▶ Task statement: Convert the lines between the one containing "I'd be grateful if you could outline the bush" and the one containing "left=0, top=92, right=77, bottom=279" in the rows below, both included, into a JSON list of strings with one string per line and no blank lines.

▶ Input rows:
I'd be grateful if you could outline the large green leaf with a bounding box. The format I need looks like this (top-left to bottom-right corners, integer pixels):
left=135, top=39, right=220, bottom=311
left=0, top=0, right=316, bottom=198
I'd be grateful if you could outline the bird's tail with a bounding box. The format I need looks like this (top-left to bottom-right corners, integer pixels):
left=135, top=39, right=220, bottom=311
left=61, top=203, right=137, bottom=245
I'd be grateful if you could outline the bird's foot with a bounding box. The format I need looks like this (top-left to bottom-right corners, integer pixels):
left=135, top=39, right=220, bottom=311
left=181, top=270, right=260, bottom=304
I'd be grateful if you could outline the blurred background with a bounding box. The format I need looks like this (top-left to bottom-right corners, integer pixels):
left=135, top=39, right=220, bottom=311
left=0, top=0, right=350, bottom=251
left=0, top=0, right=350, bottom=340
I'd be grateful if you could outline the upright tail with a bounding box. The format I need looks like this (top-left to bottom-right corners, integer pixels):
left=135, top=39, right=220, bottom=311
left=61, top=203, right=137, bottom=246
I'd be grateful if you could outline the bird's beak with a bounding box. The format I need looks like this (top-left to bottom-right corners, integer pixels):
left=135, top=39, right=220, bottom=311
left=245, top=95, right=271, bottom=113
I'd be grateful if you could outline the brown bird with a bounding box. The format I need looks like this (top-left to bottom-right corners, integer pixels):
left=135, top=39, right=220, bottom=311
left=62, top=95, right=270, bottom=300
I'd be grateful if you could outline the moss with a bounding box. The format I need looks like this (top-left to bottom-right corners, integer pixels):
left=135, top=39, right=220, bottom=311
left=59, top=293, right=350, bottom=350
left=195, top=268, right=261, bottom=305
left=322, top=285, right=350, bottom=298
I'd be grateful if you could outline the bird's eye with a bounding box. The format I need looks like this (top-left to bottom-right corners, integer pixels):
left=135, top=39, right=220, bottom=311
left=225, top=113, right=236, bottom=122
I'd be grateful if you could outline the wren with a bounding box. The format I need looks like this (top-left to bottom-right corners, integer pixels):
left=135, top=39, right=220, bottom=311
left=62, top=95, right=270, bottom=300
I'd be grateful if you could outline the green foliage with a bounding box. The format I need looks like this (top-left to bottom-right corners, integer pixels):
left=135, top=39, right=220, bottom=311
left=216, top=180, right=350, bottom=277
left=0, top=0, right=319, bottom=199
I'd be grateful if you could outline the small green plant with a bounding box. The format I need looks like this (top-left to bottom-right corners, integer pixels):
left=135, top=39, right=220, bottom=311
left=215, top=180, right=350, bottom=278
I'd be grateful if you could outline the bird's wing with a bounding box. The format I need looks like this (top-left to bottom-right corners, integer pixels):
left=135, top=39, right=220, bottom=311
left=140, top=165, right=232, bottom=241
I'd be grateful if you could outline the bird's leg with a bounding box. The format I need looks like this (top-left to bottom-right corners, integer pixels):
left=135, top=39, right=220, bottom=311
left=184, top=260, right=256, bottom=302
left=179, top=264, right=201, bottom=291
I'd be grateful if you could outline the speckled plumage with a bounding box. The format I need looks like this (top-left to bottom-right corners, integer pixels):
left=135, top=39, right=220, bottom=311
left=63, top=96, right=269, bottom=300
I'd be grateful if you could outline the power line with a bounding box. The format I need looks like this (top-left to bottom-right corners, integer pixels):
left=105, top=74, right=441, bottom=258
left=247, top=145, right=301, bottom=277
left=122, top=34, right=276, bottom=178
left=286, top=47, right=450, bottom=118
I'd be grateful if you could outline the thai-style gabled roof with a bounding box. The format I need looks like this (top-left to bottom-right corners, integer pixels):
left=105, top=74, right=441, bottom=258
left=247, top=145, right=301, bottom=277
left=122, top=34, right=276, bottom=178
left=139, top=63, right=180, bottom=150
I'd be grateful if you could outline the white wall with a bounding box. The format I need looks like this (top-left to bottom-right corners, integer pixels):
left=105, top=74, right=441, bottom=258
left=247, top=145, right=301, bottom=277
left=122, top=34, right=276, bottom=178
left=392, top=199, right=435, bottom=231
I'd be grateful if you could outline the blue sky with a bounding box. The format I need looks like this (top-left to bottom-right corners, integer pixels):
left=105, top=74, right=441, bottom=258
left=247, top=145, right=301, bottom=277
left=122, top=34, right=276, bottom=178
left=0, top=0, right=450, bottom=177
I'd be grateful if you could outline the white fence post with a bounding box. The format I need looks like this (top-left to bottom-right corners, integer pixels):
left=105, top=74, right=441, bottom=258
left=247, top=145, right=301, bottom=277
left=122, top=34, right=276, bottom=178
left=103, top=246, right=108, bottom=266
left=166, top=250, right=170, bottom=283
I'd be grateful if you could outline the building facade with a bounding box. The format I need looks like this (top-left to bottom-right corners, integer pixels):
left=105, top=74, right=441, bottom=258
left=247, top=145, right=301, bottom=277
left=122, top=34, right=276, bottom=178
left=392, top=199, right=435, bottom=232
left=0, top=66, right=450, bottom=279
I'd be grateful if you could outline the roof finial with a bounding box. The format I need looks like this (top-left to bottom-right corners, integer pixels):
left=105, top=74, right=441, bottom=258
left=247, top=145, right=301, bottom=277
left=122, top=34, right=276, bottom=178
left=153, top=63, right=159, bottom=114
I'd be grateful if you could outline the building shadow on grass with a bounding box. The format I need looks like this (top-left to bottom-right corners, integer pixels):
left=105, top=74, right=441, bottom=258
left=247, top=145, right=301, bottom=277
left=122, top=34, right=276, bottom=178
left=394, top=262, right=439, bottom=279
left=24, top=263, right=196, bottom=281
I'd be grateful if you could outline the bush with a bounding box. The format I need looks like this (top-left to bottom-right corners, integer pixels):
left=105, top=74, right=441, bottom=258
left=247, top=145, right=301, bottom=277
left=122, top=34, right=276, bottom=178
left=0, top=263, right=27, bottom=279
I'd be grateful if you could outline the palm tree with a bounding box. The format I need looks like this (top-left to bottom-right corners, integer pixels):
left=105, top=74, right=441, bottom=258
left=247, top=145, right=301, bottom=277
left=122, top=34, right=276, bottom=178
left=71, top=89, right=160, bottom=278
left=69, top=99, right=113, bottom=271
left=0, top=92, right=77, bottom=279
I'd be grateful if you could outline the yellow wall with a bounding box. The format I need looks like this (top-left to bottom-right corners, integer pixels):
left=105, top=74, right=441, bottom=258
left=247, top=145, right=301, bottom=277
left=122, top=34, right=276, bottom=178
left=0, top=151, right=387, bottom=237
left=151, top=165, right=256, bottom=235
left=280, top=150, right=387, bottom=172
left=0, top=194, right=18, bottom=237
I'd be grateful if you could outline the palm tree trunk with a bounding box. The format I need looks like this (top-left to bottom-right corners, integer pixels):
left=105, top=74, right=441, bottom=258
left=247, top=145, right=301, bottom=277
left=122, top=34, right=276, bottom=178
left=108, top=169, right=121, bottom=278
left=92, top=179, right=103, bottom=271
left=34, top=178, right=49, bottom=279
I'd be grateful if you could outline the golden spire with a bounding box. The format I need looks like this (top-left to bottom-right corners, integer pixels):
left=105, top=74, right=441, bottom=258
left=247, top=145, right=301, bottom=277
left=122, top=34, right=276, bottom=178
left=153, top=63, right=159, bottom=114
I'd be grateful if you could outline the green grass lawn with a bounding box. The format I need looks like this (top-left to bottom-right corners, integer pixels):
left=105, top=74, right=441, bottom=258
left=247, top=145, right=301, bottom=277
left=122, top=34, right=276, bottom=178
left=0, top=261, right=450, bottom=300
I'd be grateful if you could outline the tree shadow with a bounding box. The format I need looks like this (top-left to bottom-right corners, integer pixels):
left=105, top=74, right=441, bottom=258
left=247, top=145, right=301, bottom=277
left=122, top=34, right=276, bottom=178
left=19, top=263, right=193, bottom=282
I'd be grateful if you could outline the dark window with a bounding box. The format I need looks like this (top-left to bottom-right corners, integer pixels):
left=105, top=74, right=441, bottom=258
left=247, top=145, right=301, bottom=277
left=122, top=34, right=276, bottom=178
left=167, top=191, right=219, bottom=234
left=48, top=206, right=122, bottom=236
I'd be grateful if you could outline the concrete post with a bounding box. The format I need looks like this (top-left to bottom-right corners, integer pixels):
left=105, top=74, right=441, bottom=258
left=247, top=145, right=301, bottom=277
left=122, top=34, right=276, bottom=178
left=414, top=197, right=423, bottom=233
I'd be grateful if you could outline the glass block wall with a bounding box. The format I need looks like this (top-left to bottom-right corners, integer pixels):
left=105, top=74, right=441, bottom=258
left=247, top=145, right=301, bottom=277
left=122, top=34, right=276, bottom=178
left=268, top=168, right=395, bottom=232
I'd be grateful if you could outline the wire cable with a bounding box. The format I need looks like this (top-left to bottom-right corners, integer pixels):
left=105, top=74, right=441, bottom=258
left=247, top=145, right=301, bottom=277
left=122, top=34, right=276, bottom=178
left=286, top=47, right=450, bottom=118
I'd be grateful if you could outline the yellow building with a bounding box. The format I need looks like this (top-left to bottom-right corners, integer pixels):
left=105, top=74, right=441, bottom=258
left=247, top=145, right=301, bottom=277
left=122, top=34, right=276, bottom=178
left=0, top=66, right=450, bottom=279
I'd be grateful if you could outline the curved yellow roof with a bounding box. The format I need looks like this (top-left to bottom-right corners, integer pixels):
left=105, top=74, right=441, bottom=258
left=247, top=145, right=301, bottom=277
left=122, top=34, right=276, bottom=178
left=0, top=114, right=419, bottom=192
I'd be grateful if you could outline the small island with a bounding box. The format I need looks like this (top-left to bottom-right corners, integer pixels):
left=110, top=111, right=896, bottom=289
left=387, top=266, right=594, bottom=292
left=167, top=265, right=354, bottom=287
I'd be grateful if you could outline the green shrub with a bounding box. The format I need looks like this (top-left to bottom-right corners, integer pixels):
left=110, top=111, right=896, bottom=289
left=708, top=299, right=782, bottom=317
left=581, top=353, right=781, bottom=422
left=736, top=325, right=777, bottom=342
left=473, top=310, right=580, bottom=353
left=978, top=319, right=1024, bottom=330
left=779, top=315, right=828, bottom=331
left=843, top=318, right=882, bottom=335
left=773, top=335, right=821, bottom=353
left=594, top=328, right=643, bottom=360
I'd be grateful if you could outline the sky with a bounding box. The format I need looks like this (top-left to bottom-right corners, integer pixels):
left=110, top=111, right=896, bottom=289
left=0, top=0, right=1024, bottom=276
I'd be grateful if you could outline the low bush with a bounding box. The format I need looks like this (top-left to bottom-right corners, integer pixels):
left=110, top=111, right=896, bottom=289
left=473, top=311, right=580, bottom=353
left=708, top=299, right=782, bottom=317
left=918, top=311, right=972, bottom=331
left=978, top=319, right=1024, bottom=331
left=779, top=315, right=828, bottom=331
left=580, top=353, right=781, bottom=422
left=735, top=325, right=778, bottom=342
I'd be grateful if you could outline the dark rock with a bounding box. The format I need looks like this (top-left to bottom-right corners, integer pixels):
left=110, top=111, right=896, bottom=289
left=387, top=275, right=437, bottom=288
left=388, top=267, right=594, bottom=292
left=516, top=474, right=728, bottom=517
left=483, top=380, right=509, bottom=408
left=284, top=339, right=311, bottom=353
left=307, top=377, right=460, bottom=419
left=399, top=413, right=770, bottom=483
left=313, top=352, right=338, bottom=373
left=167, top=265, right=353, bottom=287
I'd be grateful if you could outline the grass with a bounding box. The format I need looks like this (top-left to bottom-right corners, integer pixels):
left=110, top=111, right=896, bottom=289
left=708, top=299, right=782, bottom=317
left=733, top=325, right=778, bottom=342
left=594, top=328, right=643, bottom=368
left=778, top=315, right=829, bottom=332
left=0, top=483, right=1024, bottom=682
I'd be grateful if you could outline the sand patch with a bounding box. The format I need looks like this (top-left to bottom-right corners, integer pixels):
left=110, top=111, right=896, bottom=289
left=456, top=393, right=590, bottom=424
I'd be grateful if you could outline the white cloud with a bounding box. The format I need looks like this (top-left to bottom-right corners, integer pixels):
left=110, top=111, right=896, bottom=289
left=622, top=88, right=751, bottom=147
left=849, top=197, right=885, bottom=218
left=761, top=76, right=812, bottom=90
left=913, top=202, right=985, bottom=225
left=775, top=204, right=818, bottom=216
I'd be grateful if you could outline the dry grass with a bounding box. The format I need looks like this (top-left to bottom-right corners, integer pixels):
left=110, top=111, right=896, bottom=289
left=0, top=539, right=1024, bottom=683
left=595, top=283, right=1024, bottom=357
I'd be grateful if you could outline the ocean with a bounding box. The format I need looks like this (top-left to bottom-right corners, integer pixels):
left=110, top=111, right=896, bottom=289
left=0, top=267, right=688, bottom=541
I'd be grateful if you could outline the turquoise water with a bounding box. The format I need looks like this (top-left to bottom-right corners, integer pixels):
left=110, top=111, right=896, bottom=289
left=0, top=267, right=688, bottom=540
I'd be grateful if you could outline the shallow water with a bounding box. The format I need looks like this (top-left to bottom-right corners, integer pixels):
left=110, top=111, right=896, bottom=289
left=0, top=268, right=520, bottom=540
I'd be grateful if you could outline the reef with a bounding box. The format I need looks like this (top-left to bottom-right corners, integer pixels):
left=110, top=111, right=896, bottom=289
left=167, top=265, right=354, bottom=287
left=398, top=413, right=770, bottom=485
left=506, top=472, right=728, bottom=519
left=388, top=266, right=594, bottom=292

▶ Task result:
[
  "I'd be grateful if you could outline the bush with a bounding box. The format I need looks like this (top-left to bottom-right corners, integer pixels):",
  "left=105, top=74, right=441, bottom=258",
  "left=247, top=145, right=301, bottom=277",
  "left=122, top=34, right=276, bottom=178",
  "left=0, top=263, right=27, bottom=279",
  "I'd be grateful if you could outline the palm tree with a bounding box. The format I need looks like this (top-left to bottom-right corners, integer pixels):",
  "left=105, top=74, right=441, bottom=258",
  "left=247, top=145, right=301, bottom=277",
  "left=122, top=34, right=276, bottom=178",
  "left=71, top=89, right=160, bottom=278",
  "left=69, top=99, right=113, bottom=271",
  "left=0, top=92, right=77, bottom=279"
]